## LIST OF TASKS:
A. Answer these from the DJOAuth2 page:
(i) In what season and year did the project begin?
(ii) What test coverage figure appears in the wishlist?
(iii) Who is named as a programmer who exploited insecure behavior in existing implementations?
B. Pick up the DJOAuth2 page where it ends and keep writing.

## TEXT PROVIDED:
━━━━━━━━━━━━━━━━━━━━
Welcome!¶

https://travis-ci.org/Locu/djoauth2.png?branch=master

Important Links¶

Source code: https://github.com/locu/djoauth2
Documentation: http://djoauth2.readthedocs.org/
Issue tracker: https://github.com/locu/djoauth2/issues
Mailing list: https://groups.google.com/forum/#!forum/djoauth2

What is DJOAuth2?¶

DJOAuth2 is an implementation of a sane subset of the OAuth 2 specification, which is described by the OAuth Website as

An open protocol to allow secure authorization in a simple and standard method from web, mobile and desktop applications.

The goal of this implementation is to provide a well-structured Django application that can be easily installed to add OAuth 2.0 provider capability to existing projects. The official specification is broad, and allows for many different ways for clients and servers to interact with each other. This implementation is a secure subset of these interactions in order to make it as easy as possible to reap the benefits of OAuth without having to struggle with the more difficult parts of the spec.

OAuth, and this implementation, are best suited to solving the following problems:

Allowing for fine-grained API control — you want your users to choose which applications have access to their data.
Acting as an authentication server, allowing other sites to “Log in with <your app>”.

Why use DJOAuth2?¶

In the fall of 2012, when this project began, we read an article by Daniel Greenfield (better known as pydanny) criticizing the dearth of high-quality, open-source OAuth 2.0 provider implementations in Python. The article contains a wishlist of features for any OAuth implementation:

Near turnkey solution

Working code (duplicates above bullet but I’m making a point)

Working tutorials

Documentation

Commented code

Linted code

Test coverage > 80%

This project aims to meet all of these goals, and in particular strives to be:

Easy to add to existing Django projects, with few dependencies or requirements.
Easy to understand, by virtue of high-quality documentation and examples.
Functionally compliant with the official specification.
Sane and secure by default — the specification allows for insecure behavior, which has been exploited in many existing implementations by programmers such as Egor Homakov.
Well-documented and commented, in order to make it easy to understand how the implementation complies with the specification.
━━━━━━━━━━━━━━━━━━━━
## DATA EXCERPT:
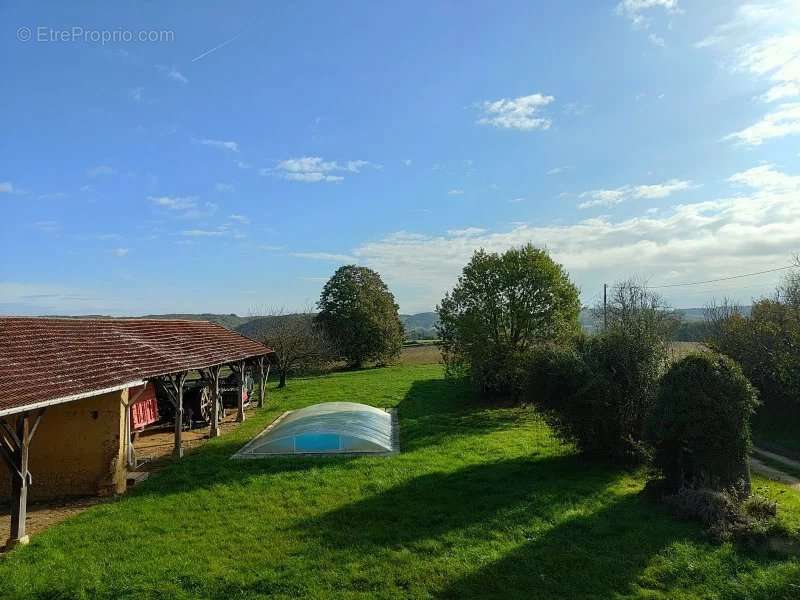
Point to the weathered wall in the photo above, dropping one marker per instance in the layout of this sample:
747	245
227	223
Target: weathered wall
━━━━━━━━━━━━━━━━━━━━
## TASK-BY-TASK RESULTS:
A.
(i) The fall of 2012.
(ii) Test coverage greater than 80%.
(iii) Egor Homakov.

B.
Well-tested (see the coverage details on the first page of these docs!)

What is implemented?¶

In order to best describe this implementation, we must first describe a few common terms used in the OAuth specification:

OAuth defines four roles:

resource owner

An entity capable of granting access to a protected resource. When the resource owner is a person, it is referred to as an end-user.

resource server

The server hosting the protected resources, capable of accepting and responding to protected resource requests using access tokens.

client

An application making protected resource requests on behalf of the resource owner and with its authorization. The term “client” does not imply any particular implementation characteristics (e.g., whether the application executes on a server, a desktop, or other devices).

authorization server

The server issuing access tokens to the client after successfully authenticating the resource owner and obtaining authorization.

This implementation allows your application to act as a “resource server” and as an “authorization server”. Your application’s users are the “resource owners”, and other applications which would like access to your users’ data are the “clients”.

The specification describes two types of clients, “confidential” and “public”:

OAuth defines two client types, based on their ability to authenticate securely with the authorization server (i.e., ability to maintain the confidentiality of their client credentials):

confidential

Clients capable of maintaining the confidentiality of their credentials (e.g., client implemented on a secure server with restricted access to the client credentials), or capable of secure client authentication using other means.

public

Clients incapable of maintaining the confidentiality of their credentials (e.g., clients executing on the device used by the resource owner, such as an installed native application or a web browser-based application), and incapable of secure client authentication via any other means.

The client type designation is based on the authorization server’s definition of secure authentication and its acceptable exposure levels of client credentials. The authorization server SHOULD NOT make assumptions about the client type.

This implementation only supports “confidential” clients. Any web, mobile, or desktop application that acts as a client must also use some sort of secured server in order to protect its client credentials. Apps that are entirely native, or built entirely on the “client-side” of the web, are not supported.

The decisions that are most important to the security of your application are:

The authorization endpoint will only return authorization codes, which can later be exchanged for access tokens.
Password credentials grants, implicit grants, client credentials grants, and all extension grants are not supported.
Public clients are not supported.
Every client is required to register its redirect_uri.
All authorization, token, and API requests are required to use TLS encryption in order to prevent credentials from being leaked to a third-party. In addition, the registered redirect_uri must also be secured with TLS.
Clients are required to CSRF-protect their redirection endpoints.

These decisions have been made in an attempt to decrease the attack surface-area of the implementation. The specification has a great overview of security considerations that contains reasoning for many of these decisions.

In addition, we only support Bearer tokens in an effort to make interacting with the implementation as simple as possible for clients. This means no fiddling with MAC-signing or hashing!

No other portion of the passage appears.